_Things to do_
[A] Update the mantis photography thread by giving everything from "Getting them some" down to "that swing outwards?" again, with "enclosure" changed to "tank".
[B] In the mantis photography thread, what size are the wooden frames of the home-made enclosures?
[C] Continue the mantis photography thread from the point where it stops.

--- Start Quoted text ---

# Advice about photography..



## Way.Of.The.Mantis (Apr 18, 2007)

Im quite into photography, but when it come s to photogrphy of mantids I usually give up, I take it you use the macro mode and take the mantis from the tank..but there is my problem - mine are always eager to explore! ive tried getting them to 'sit still' by giving them titbits bit they simply take it and then wander around, and usually jump on me.. any ideas?

Jonny.


----------



## captainmerkin (Apr 18, 2007)

Getting them some grub usually works as does getting an open fronted enclosure you can illuminate as wished and actually dip inside to take shots.

If you want them out to take pictures a table with something raised on it being the highest thing around is a good idea too, they seem to always want to be really high up!


----------



## Way.Of.The.Mantis (Apr 18, 2007)

Hmm ok, ill give that a try..is an open enclosure the ones which have glss doors that swing outwards?

Thanks, Jonny.


----------



## captainmerkin (Apr 18, 2007)

The enclosures I use at the moment are home made, ones.

18cm by 18cm wooden frames, with top and bottom wooden, left right and back are all mesh, front door is hinged perspex so it opens up on demand. (sealed with velcro).

I can open the door to take pictures of my mantis inside and shine lights through any of the sides..

Just wish I had a better macro lens!


----------



## OGIGA (Apr 18, 2007)

I usually take them out when photographing them. Taking a picture through the glass makes the picture weird. They'll walk around more when they're out, but food usually keeps them still.


----------



## Evil_Berzerker (Apr 18, 2007)

> The enclosures I use at the moment are home made, ones.18cm by 18cm wooden frames, with top and bottom wooden, left right and back are all mesh, front door is hinged perspex so it opens up on demand. (sealed with velcro).
> 
> I can open the door to take pictures of my mantis inside and shine lights through any of the sides..


im wondering if you could maybe post or email me plans/"blueprints" of that enclosure because it sounds like a very VERY good idea (not sookin ur your Ar*e or that) im planning on building my own enclosures for woodwork practise and this seems like a good thing to try


----------



## Jenn (Apr 22, 2007)

--- End Quoted text ---
--- Start Material provided ---

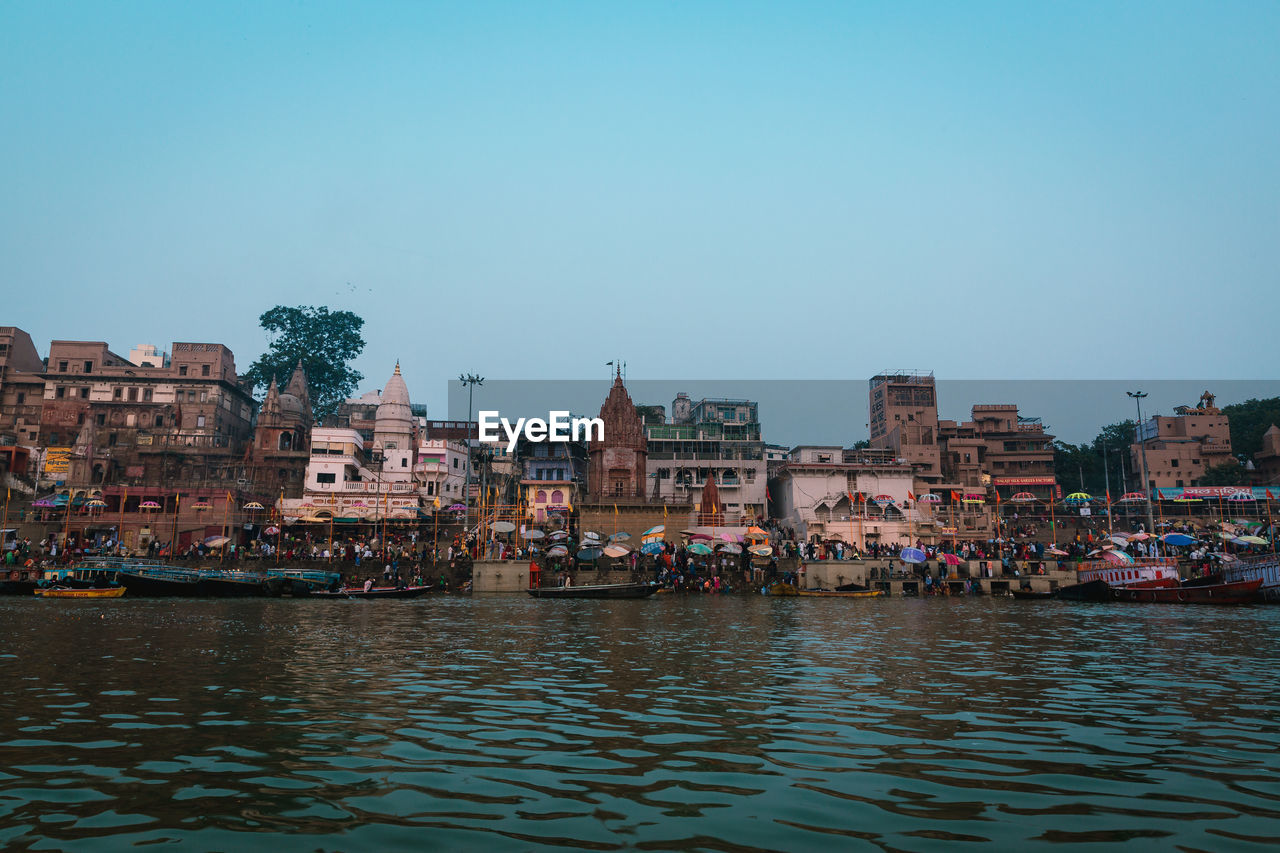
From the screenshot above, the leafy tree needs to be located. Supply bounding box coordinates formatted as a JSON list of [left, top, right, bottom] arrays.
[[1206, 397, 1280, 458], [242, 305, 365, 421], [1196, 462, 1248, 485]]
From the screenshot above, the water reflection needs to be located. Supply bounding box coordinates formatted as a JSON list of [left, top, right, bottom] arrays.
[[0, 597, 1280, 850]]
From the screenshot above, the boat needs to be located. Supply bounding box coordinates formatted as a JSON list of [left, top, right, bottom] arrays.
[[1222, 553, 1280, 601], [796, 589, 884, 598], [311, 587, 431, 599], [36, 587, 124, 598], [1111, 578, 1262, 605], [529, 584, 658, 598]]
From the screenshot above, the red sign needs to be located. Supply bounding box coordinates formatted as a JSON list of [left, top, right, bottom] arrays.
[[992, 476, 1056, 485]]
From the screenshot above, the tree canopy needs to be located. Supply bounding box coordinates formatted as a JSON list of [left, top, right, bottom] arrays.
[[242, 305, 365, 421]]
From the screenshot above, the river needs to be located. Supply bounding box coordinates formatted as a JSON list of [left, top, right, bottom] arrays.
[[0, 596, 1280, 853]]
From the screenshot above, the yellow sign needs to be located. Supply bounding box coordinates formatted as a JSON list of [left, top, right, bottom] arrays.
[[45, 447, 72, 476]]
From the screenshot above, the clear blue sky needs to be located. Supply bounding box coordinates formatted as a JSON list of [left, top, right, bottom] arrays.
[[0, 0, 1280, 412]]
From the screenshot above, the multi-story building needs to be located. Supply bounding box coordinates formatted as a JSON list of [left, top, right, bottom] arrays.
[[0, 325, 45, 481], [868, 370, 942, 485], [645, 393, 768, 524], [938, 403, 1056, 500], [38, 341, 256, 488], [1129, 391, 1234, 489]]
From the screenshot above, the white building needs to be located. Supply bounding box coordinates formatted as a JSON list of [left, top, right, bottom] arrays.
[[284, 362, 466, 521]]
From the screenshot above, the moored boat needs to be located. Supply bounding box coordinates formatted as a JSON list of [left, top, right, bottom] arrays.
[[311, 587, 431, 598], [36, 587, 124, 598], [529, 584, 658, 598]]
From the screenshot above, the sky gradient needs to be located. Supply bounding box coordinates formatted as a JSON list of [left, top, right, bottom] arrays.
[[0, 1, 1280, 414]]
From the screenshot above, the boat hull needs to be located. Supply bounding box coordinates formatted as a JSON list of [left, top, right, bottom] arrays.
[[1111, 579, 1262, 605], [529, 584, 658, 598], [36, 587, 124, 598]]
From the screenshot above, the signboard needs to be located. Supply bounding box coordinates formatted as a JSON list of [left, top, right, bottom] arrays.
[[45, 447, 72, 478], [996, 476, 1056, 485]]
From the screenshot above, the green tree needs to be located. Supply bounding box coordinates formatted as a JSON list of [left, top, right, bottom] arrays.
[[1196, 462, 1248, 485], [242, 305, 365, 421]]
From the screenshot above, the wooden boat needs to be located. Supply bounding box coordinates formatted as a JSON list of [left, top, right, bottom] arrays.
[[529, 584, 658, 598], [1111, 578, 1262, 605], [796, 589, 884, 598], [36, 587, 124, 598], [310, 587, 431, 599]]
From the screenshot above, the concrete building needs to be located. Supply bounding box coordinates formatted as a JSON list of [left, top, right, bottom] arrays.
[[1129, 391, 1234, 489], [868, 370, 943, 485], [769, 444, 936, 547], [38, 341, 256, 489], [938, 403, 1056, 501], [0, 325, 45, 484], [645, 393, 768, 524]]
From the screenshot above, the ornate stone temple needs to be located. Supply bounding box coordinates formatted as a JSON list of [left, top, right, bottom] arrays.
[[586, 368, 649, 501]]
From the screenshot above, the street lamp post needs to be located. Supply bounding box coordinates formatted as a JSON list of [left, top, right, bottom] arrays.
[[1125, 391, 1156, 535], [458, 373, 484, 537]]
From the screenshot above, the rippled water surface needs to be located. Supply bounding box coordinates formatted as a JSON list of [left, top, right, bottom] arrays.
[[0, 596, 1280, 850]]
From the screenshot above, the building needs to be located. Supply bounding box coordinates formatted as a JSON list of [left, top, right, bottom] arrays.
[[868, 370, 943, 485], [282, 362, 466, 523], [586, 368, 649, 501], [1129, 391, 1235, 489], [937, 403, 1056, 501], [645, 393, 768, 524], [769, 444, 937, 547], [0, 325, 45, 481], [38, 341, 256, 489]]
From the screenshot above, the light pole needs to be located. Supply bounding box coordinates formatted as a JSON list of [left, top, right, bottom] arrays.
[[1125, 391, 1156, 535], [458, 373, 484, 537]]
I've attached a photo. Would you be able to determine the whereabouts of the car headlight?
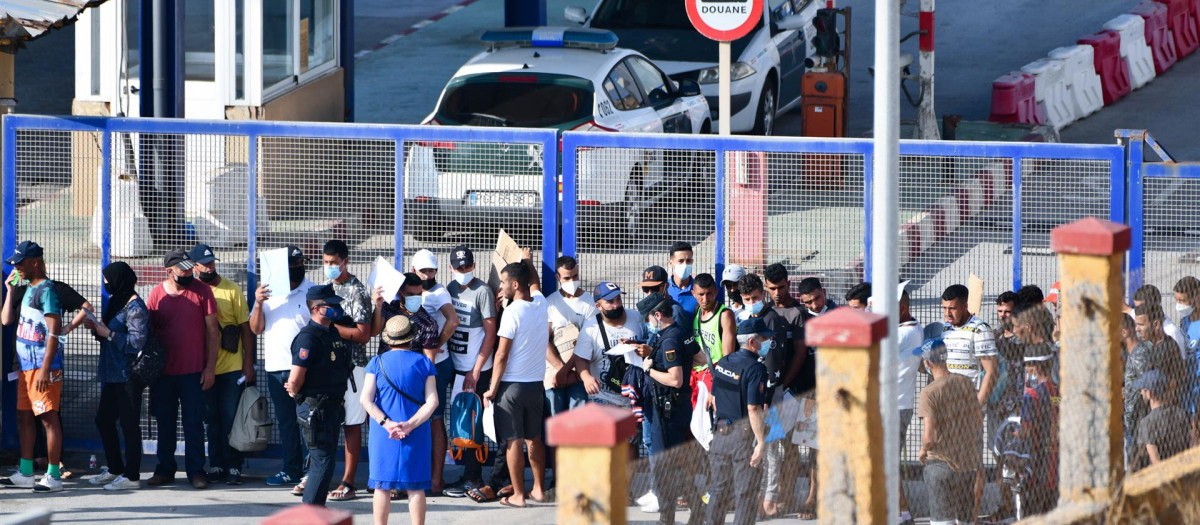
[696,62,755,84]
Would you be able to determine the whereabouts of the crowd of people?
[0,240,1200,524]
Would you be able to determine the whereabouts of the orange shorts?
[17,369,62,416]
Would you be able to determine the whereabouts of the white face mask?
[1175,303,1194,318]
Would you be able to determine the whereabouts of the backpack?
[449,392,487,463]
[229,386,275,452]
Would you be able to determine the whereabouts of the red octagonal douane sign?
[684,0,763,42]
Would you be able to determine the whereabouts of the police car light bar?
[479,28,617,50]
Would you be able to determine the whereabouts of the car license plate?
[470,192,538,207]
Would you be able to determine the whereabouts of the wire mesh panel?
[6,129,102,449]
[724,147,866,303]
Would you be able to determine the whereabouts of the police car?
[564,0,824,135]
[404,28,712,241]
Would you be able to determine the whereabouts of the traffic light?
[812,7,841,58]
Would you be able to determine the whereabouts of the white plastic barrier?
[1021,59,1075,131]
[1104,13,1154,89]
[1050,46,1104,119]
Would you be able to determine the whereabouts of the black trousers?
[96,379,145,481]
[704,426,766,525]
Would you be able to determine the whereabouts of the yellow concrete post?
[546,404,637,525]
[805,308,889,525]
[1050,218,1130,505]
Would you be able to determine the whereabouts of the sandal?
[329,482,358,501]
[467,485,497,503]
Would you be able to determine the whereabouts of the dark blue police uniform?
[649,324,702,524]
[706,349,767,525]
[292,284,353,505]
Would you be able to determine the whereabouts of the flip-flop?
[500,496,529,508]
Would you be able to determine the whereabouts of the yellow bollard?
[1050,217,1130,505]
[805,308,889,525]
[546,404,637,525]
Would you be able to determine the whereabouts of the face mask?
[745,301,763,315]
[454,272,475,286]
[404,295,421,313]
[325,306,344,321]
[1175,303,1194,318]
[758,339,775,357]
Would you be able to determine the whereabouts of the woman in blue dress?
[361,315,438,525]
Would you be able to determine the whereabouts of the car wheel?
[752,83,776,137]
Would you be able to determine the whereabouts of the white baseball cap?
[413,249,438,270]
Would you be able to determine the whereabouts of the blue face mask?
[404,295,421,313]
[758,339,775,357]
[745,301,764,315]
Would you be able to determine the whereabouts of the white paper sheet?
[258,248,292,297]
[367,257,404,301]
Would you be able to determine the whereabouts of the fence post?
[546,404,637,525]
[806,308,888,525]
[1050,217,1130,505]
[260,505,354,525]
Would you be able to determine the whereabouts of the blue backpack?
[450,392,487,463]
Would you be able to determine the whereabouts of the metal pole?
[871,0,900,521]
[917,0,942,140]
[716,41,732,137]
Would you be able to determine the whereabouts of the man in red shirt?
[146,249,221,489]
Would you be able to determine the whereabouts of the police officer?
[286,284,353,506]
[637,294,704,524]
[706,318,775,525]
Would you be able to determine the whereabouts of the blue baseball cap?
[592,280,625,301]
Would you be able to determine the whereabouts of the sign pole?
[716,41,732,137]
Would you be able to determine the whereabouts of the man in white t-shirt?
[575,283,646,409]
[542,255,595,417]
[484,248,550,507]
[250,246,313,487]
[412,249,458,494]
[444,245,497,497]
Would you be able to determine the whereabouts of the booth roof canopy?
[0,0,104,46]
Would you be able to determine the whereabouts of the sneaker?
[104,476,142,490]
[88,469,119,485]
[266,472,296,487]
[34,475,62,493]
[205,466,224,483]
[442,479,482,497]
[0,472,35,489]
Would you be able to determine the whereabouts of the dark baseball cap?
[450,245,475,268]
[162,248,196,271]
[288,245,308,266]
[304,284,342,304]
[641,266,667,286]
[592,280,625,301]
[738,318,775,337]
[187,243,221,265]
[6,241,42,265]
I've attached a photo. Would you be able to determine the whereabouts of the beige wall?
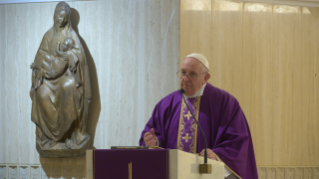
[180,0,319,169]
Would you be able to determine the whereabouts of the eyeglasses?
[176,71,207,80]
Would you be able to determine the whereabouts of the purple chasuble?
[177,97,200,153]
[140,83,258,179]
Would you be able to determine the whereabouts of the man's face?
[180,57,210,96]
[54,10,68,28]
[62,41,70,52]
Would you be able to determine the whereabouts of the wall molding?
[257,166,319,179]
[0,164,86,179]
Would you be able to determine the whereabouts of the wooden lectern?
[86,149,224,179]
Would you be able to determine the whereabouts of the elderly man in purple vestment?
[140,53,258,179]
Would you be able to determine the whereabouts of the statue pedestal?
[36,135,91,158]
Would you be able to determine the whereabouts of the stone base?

--- End Material provided ---

_Answers to the problems_
[A]
Getting them some grub usually works as does getting an open fronted tank you can illuminate as wished and actually dip inside to take shots.

If you want them out to take pictures a table with something raised on it being the highest thing around is a good idea too, they seem to always want to be really high up!


----------



## Way.Of.The.Mantis (Apr 18, 2007)

Hmm ok, ill give that a try..is an open tank the ones which have glss doors that swing outwards?

[B] 18cm by 18cm.

[C]
I ues a light box that I made out of a cardbord box and some tissue paper. It is open on one side for the camera. I take them out and put them on a flower or a twig in the box and they stay for a couple of pictures. I'll take a picture of the set up so you can get an idea of how it looks. Works for me


----------



## Way.Of.The.Mantis (Apr 22, 2007)

Ok, thanks!


----------



## captainmerkin (Apr 23, 2007)

> > The enclosures I use at the moment are home made, ones.18cm by 18cm wooden frames, with top and bottom wooden, left right and back are all mesh, front door is hinged perspex so it opens up on demand. (sealed with velcro).
> >
> > I can open the door to take pictures of my mantis inside and shine lights through any of the sides..
> 
> ...


sure I will try and get it sketched out for you once my hangover dissipates this morning


----------



## Jenn (Apr 23, 2007)

This is what i use. Like I said its just a cardboard box cut on three sides with tissuepaper taped over the openings...


----------



## yen_saw (Apr 23, 2007)

Jenn that's a cool set-up! i will look for the cardboard for this purpose. Is that raffia? Thanks for sharing!


----------



## Way.Of.The.Mantis (Apr 23, 2007)

yeah, thanks alot - I will try this!! 8) :shock:


----------



## OGIGA (Apr 23, 2007)

That's a pretty neat setup.


----------



## Jenn (Apr 23, 2007)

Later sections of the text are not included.